(Labeled-object pointing entries)
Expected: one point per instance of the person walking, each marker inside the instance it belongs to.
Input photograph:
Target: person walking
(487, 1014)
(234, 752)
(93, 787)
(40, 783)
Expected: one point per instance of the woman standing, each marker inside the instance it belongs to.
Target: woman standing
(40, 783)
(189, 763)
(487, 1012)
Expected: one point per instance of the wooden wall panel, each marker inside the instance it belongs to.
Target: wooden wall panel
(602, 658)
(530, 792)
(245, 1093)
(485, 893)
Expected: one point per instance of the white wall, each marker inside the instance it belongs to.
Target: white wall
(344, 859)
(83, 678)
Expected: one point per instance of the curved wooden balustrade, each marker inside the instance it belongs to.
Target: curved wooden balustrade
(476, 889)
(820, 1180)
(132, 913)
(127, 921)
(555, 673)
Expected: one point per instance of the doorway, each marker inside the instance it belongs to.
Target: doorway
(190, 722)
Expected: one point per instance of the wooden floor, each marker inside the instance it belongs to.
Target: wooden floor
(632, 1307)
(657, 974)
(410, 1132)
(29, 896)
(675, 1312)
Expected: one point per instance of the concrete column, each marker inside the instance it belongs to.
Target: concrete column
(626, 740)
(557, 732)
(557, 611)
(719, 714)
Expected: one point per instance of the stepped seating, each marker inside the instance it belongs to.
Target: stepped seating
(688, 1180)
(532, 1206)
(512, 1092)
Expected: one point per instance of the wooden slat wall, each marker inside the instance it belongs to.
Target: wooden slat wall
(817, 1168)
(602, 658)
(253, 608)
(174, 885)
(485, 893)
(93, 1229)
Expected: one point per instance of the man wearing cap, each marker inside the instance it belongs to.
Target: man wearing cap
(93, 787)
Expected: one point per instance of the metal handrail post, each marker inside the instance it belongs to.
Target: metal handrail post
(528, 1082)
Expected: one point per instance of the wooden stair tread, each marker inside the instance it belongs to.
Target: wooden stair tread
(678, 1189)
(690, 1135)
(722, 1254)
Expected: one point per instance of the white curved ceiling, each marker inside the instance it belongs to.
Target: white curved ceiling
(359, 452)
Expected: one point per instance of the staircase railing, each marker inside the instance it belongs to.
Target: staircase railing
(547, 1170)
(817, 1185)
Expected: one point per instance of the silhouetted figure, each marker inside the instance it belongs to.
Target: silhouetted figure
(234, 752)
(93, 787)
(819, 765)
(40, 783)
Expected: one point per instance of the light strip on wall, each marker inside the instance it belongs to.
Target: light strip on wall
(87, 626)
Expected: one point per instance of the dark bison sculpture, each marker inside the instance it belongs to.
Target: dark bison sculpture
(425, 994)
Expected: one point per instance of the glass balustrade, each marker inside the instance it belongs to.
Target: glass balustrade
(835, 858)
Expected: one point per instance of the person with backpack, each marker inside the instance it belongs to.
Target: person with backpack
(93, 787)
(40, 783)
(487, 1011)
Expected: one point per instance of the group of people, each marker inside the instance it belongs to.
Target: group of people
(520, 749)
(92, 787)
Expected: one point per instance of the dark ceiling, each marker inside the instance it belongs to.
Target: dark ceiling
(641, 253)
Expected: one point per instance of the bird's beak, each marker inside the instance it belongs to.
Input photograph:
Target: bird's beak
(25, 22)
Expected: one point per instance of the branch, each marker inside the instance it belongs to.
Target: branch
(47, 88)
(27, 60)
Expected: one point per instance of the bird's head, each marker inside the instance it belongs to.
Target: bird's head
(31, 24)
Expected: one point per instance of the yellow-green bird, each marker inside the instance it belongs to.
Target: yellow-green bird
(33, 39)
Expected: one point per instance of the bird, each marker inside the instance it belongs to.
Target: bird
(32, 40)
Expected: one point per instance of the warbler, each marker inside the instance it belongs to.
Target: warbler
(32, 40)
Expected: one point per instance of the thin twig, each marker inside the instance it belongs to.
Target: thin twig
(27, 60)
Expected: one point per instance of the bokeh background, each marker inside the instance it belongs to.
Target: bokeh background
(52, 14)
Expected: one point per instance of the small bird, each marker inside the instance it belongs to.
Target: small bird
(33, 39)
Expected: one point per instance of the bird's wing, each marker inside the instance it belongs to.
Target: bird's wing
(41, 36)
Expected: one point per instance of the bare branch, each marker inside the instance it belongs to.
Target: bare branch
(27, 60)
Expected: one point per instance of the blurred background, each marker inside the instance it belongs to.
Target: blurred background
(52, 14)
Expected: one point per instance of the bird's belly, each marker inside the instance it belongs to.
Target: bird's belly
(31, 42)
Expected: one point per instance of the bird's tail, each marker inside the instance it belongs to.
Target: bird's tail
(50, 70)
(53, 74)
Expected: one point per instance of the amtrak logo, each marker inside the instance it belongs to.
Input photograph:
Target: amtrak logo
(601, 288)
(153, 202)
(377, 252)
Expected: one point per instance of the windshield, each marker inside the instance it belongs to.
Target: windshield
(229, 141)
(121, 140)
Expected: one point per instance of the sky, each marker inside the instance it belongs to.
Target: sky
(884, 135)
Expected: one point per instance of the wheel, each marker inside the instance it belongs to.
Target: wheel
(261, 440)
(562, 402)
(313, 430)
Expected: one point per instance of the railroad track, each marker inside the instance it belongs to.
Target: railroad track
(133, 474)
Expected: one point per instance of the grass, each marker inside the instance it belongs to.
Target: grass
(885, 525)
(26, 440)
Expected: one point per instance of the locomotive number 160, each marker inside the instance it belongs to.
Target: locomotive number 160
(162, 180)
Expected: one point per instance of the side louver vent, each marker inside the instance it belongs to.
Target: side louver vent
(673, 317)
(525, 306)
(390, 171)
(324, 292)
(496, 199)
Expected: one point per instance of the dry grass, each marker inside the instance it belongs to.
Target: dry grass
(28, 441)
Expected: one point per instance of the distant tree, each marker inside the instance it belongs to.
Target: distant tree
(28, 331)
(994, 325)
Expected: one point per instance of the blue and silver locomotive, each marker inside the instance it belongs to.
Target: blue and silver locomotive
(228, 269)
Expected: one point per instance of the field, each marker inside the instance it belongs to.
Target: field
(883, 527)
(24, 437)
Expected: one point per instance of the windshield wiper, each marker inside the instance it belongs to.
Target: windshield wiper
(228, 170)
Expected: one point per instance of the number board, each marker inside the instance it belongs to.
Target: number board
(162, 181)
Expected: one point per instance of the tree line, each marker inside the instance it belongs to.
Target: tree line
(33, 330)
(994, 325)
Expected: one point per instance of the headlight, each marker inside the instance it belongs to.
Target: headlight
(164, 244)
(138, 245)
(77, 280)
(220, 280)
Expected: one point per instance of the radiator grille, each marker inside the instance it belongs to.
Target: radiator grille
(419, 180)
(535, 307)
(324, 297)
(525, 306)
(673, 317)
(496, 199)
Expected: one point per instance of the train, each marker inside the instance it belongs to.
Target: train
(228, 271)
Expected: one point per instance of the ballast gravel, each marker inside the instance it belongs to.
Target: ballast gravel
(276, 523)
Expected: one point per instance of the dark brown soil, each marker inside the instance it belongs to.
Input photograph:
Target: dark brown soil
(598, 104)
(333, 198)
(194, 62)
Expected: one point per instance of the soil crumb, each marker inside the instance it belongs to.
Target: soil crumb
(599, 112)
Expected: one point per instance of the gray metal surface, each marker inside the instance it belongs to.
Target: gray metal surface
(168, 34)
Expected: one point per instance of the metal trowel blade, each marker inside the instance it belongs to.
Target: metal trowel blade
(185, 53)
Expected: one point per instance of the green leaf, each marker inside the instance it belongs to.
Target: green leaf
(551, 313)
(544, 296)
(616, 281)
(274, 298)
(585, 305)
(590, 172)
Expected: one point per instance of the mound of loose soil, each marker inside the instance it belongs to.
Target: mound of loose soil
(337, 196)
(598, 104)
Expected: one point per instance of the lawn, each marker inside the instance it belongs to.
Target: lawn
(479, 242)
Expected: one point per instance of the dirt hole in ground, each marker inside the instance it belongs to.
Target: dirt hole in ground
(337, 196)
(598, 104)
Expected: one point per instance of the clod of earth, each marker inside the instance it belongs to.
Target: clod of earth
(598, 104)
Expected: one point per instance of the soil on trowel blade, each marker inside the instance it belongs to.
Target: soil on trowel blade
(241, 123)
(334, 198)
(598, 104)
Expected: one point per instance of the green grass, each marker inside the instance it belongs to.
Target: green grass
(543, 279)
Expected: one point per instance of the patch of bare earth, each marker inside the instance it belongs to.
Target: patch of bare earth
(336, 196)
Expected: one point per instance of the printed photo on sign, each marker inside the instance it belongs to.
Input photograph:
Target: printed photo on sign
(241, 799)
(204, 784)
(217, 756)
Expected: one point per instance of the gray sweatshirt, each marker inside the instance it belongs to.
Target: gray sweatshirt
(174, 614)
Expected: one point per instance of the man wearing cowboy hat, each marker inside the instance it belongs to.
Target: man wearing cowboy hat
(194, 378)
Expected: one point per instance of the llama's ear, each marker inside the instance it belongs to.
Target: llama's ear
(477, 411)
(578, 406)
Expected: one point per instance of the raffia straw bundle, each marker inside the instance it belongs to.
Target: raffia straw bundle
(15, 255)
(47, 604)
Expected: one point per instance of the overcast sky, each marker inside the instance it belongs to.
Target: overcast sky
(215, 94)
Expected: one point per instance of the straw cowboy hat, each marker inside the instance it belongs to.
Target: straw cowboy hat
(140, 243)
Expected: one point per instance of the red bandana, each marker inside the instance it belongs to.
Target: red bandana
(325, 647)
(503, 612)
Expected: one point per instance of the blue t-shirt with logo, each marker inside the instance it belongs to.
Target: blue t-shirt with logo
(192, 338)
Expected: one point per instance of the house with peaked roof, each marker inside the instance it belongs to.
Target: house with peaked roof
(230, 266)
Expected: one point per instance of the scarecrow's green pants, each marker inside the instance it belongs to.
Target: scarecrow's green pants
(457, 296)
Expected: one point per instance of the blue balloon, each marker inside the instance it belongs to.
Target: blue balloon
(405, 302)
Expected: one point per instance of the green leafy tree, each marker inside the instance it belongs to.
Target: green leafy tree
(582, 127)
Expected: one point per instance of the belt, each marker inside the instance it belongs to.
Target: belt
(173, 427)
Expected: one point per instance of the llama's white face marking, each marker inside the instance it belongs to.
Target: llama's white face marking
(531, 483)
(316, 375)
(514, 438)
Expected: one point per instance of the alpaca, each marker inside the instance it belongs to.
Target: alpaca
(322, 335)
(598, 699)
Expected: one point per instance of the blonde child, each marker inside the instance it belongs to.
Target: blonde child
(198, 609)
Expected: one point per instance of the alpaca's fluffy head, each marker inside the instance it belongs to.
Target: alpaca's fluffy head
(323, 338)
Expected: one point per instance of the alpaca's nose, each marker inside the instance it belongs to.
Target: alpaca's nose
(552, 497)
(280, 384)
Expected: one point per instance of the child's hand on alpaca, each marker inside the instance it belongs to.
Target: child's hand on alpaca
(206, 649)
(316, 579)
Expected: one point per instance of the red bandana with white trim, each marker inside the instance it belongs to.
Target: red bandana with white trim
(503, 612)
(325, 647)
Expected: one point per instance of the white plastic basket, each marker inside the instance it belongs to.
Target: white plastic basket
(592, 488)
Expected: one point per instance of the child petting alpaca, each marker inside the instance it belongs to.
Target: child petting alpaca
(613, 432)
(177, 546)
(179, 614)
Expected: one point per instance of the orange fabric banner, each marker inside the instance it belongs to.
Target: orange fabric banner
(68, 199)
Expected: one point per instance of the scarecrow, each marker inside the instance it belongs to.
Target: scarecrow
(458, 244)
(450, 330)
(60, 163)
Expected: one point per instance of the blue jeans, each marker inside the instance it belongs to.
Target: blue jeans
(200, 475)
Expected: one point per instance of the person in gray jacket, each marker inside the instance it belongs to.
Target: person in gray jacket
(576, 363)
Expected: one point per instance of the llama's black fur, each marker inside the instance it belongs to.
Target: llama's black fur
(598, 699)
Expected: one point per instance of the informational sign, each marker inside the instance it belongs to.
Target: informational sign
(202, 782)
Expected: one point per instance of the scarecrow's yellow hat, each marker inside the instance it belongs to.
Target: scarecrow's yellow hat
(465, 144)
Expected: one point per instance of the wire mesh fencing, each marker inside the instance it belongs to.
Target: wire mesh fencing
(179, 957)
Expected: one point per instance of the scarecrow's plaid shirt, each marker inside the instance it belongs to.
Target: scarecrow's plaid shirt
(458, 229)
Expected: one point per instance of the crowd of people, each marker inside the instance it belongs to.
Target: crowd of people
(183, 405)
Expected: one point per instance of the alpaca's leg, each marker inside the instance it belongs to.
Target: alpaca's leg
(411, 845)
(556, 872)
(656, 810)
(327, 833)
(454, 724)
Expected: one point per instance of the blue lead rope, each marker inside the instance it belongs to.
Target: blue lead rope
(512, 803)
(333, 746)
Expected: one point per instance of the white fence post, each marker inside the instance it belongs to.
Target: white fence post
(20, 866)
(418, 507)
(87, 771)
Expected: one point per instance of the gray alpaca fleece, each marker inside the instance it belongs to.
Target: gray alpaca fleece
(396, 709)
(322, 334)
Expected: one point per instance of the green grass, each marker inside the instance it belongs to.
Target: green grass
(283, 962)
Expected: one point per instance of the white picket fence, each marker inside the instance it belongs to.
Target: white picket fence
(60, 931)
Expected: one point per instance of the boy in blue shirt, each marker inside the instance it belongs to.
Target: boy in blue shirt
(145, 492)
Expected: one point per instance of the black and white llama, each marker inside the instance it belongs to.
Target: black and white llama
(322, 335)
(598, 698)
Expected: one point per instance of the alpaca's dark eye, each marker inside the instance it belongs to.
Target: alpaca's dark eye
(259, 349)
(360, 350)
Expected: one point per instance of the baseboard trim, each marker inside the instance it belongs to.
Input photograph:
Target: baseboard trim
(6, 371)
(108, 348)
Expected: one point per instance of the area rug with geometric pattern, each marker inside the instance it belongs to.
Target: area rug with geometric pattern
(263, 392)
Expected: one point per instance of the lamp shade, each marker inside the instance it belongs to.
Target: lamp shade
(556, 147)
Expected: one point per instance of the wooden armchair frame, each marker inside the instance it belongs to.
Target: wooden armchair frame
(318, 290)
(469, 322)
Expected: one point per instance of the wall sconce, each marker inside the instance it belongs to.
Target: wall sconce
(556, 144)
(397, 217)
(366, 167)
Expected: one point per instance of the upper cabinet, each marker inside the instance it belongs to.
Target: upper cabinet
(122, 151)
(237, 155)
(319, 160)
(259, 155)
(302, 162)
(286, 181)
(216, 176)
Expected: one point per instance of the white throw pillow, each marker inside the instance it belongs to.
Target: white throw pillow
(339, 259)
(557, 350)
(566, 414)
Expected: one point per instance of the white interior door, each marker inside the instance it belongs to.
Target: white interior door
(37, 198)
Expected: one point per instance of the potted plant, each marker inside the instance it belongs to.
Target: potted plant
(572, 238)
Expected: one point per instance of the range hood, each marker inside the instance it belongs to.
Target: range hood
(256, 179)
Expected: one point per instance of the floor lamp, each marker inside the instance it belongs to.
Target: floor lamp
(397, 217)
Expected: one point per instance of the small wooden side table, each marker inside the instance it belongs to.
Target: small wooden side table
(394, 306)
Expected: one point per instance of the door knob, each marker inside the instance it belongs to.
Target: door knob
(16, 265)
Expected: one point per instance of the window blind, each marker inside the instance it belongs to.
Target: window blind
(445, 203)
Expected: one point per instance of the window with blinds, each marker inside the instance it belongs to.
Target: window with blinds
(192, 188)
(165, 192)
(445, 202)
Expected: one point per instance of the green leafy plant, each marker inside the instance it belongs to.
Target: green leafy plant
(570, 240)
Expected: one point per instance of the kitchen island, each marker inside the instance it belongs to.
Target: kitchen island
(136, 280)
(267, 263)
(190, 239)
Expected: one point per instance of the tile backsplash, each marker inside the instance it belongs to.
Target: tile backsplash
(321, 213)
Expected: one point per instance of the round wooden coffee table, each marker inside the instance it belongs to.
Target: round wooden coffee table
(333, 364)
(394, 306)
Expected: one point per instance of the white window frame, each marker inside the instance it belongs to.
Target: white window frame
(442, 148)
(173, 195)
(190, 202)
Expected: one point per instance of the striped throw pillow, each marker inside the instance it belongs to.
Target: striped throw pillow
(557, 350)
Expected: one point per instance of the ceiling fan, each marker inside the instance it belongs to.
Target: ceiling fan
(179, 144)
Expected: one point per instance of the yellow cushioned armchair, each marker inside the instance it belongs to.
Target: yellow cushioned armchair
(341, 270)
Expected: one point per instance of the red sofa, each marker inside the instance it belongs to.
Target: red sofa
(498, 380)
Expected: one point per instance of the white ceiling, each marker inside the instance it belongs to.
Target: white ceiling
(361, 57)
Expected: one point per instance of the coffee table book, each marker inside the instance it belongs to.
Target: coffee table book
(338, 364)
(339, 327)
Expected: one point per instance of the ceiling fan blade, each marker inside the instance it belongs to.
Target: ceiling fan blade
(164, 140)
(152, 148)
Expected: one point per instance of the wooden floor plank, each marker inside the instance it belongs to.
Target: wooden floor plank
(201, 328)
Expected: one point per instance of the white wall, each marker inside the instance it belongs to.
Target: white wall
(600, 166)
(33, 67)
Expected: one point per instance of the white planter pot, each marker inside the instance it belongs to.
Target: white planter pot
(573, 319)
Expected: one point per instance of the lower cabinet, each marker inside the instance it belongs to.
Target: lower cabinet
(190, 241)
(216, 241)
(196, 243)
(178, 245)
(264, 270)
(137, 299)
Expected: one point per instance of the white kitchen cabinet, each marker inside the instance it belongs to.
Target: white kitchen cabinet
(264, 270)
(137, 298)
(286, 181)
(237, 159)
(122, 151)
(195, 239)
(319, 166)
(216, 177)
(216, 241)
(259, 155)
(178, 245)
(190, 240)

*TASK INSTRUCTIONS:* Lines from the one containing "Expected: one point per instance of the white planter" through the final line are to be given again verbatim, with nothing before or after.

*ANSWER FOR THE TASK:*
Expected: one point per instance of the white planter pot, each marker inside the instance it belongs to.
Target: white planter pot
(573, 319)
Expected: one point per instance of the lower cabinet, each marker inside the instance it belongs to.
Target: lower cabinet
(190, 241)
(216, 241)
(196, 243)
(178, 245)
(264, 270)
(137, 299)
Expected: one point per instance of the white kitchen cabinet, each marker inside the instance it belongs to.
Target: white kitchen cabinet
(264, 270)
(137, 298)
(286, 181)
(237, 159)
(122, 151)
(195, 239)
(319, 166)
(216, 177)
(216, 241)
(259, 155)
(178, 245)
(190, 240)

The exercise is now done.